А гражданская авиация, после этих всех военных дел, как бы отошла на второй эшелон, на вторую очередь. Даже первые гражданские самолеты, если по-честному, это были версии военных самолетов, особенно по Туполевской тематике это очень заметно - ТУ-104, Ту-116 – фюзеляж на Ту-16 поуже, там бомболюки. А Ту-104 это более просторный фюзеляж, в котором размещались пассажиры. Были такие же ТУ-114, у которого есть военные аналоги, и так далее.
Но вот сегодня такого уже просто нет. Более того, сегодня некоторые технологии из гражданской отрасли начинают перетекать в военную.
А.Нарышкин
―
Например, какие?
В.Поляков
―
Например, отработки какого-то программного обеспечения. По тому же Су-35 многие вещи были заимствованы из гражданских стандартов по разработке программного обеспечения. Потому что раньше таких требований военные не выставляли, а раз не выставляли, никто сильно к ним и не присматривался. Но это может привести к тому, что математика. Которая разработана, какое-то поправлена - в один, второй, пятый, десятый раз, - она не будет задокументирована. Поэтому здесь можно потерять конфигурацию по математике. В гражданской авиации это недопустимо. Любое изменение - есть специальная процедура регистрации изменений, внесения всех этих изменений в математику.Вот на Су-35 это все было седлано. Есть подробнейшее описание всех версий, всех изменений, всех проблем. Которые возникали в результате создания и отработки - как они изменялись, как они уточнялись, как они тестировались, - все это документировано, все это есть. И это все пришло из гражданской авиации в военную авиацию.
то, что самолет действительно стоит, гражданский на уровне пассажирского – наверное, да. Хотя он сам меньше, но оборудование на нем размещается, конечно, гораздо больше – это и локация совершенно другая, и оптические системы, радиотехническая разведка, средства противодействия, - много чего. Всем этим должен управлять один человек или два человека.

## Сохранённые данные
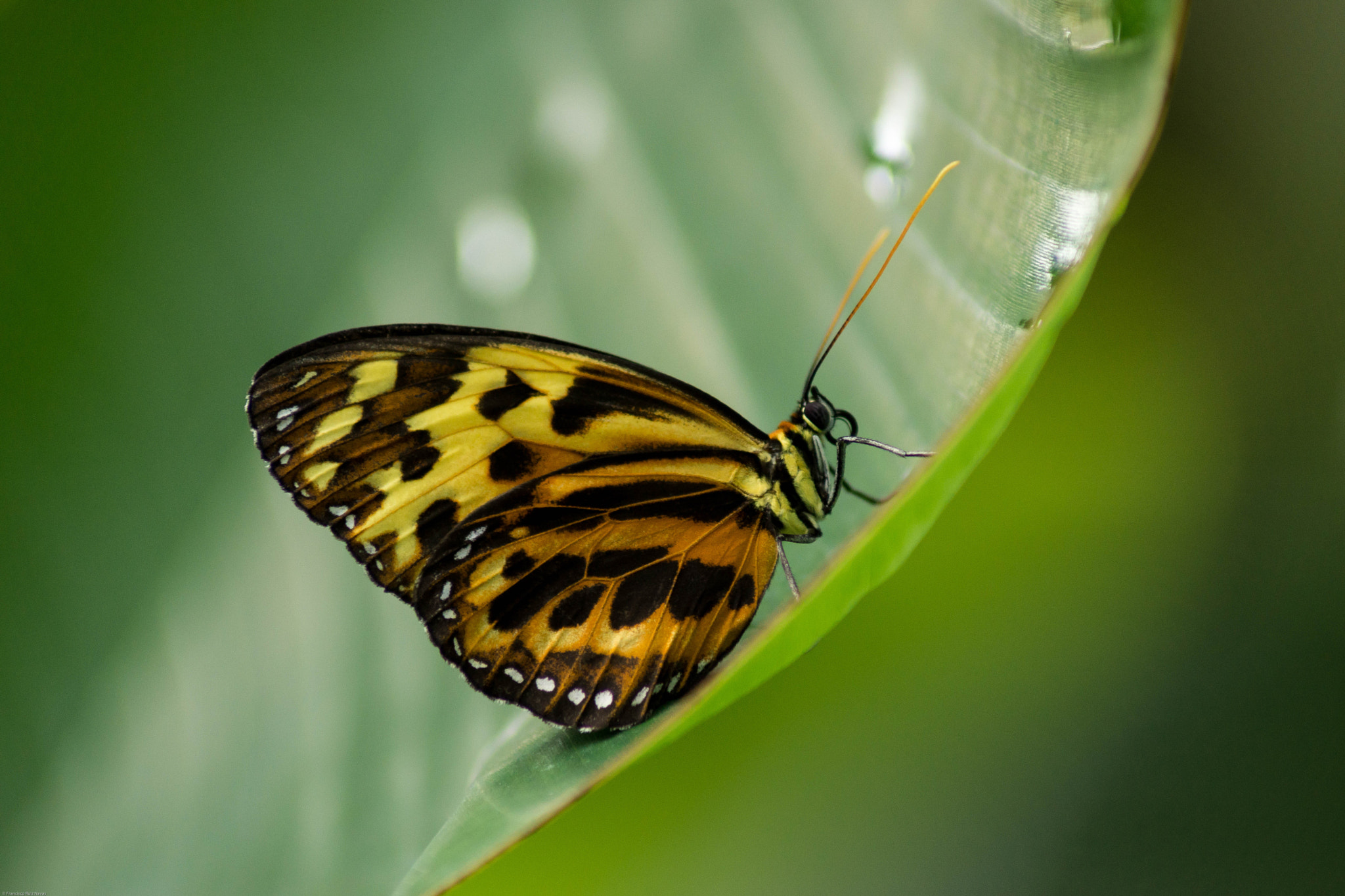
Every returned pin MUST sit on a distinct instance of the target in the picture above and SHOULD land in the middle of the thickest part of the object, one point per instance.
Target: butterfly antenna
(868, 257)
(822, 355)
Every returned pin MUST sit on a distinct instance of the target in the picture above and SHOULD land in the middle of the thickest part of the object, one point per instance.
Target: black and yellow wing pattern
(580, 535)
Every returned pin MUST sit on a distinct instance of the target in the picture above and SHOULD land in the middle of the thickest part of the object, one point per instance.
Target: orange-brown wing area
(594, 595)
(393, 436)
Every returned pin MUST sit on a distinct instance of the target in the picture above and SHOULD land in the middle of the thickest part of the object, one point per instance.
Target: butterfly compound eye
(818, 416)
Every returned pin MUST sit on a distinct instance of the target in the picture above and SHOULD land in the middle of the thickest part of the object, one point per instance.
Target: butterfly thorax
(794, 498)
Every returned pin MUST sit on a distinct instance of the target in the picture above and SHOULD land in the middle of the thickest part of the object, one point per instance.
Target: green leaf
(695, 186)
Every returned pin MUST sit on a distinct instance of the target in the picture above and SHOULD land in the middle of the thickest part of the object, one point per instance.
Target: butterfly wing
(598, 593)
(395, 436)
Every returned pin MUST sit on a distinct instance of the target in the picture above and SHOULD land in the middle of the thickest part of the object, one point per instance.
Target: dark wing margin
(393, 436)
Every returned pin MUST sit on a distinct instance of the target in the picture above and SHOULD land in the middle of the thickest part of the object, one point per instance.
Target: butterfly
(580, 535)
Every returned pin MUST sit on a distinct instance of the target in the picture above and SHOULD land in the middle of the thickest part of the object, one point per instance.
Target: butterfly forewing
(627, 495)
(596, 594)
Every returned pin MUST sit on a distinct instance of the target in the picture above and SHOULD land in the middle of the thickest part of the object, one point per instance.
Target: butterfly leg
(847, 441)
(789, 572)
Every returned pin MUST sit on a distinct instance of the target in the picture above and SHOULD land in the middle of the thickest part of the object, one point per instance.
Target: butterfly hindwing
(393, 436)
(595, 594)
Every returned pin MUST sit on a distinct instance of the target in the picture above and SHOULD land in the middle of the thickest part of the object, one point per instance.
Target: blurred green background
(1114, 666)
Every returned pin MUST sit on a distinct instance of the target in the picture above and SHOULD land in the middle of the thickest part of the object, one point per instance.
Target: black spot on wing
(609, 565)
(417, 371)
(639, 594)
(575, 609)
(588, 399)
(517, 565)
(743, 593)
(529, 595)
(621, 496)
(435, 523)
(708, 507)
(512, 461)
(495, 403)
(418, 463)
(698, 589)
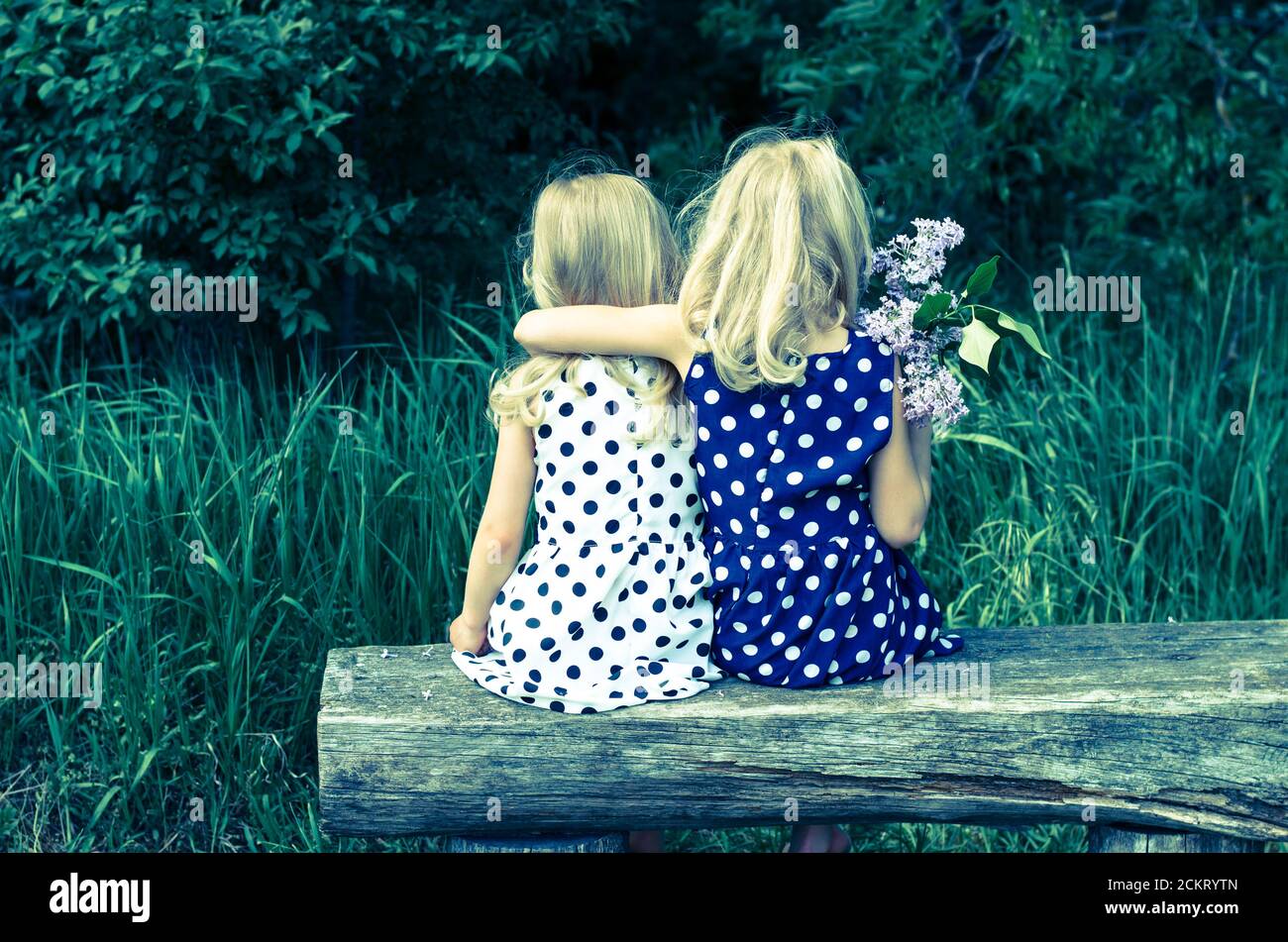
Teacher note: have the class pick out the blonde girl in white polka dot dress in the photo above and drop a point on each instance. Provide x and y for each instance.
(606, 609)
(811, 478)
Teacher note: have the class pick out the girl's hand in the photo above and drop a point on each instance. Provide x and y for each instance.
(469, 636)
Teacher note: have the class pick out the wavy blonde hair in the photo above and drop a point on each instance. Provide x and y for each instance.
(781, 250)
(593, 238)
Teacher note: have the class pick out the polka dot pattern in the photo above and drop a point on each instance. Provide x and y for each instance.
(805, 590)
(608, 606)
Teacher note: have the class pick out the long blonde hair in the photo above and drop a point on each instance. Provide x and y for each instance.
(781, 250)
(593, 238)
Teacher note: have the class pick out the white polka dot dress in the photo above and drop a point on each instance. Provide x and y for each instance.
(805, 589)
(606, 609)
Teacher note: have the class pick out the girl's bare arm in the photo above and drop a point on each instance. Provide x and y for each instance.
(656, 330)
(901, 478)
(500, 534)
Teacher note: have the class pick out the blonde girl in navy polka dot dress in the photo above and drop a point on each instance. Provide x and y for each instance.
(811, 478)
(606, 609)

## Задание A
Подсчитайте, в скольких строках записей встречается слово "black". В ответе укажите только число.
## Задание B
Продолжите текст о гражданской и военной авиации, начав сразу после его последнего предложения.

## Итоговый результат A
2

## Итоговый результат B
А.Нарышкин
―
Самая наша перспективная разработка сейчас – военная, Т-50?
В.Поляков
―
Да.
А.Нарышкин
―
А что там особенного в мозгах? Вы же отвечаете за мозги авиационные?
В.Поляков: В 35
―
м самолете, а в еще большей степени в 50-м самолете используется интегрированный комплекс управления системой, «инфомрационно-управляющая система» называется. Это ядро комплекса, это центральные вычислители, которые обрабатывают информацию, которая поступает с различных системо-датчиков, комплексно ее представляет экипажу. И ввиду того, что все это идет в комплексной обработке, экипаж сокращается всего до одного человека. То есть, один человек летает. Можно посадить и двух человек, но тогда это будет немножко другое. У меня был пример, когда я участвовал в переговорах в Малайзии на поставку самолетов в эту страну. Оказалось, что в этой стране проблема с летным составом. Страна маленькая сама по себе, и проблемы с летным составом.
А.Нарышкин
―
Боятся летать по одному?
В.Поляков
―
Нет, не боятся летать по одному, боятся, что второй непрофессиональный летчик может что-нибудь испортить. Поэтому официально просили на переговорах снять органы управления самолетом из второй кабины. Спрашиваю - зачем?
А.Нарышкин
―
А второй тогда человек там зачем?
В.Поляков
―
А он как оператор. Пусть летает, но в управление самолетом пускай не вмешивается. Поэтому это проблема – человечество здоровее не становится, поэтому надо как можно сильнее разгрузить летчика, чтобы один мог справиться с большим объемом решаемых задач.
А.Нарышкин
―
Когда можно будет разгрузить летчика настолько, чтобы он садился, например, в боевой самолет, опускается на некого стекло…
В.Поляков
―
«Фонарь» называется.
А.Нарышкин
―
Да, спасибо. И все, самолет сам взлетает, а летчик сидит, пальцы перебирает, может быть, книжечку читает.
В.Поляков
―
В принципе, это можно сделать уже сейчас. Это уже можно сделать.
А.Нарышкин
―
Чтобы от взлета до посадки, с залетом в какой-то район, где можно сбросить какую-нибудь бомбу или сбить самолет? Чтобы пилот вообще не участвовал
В.Поляков
―
Это все можно сегодня запрограммировать, и это все можно уже сегодня решить в автомате.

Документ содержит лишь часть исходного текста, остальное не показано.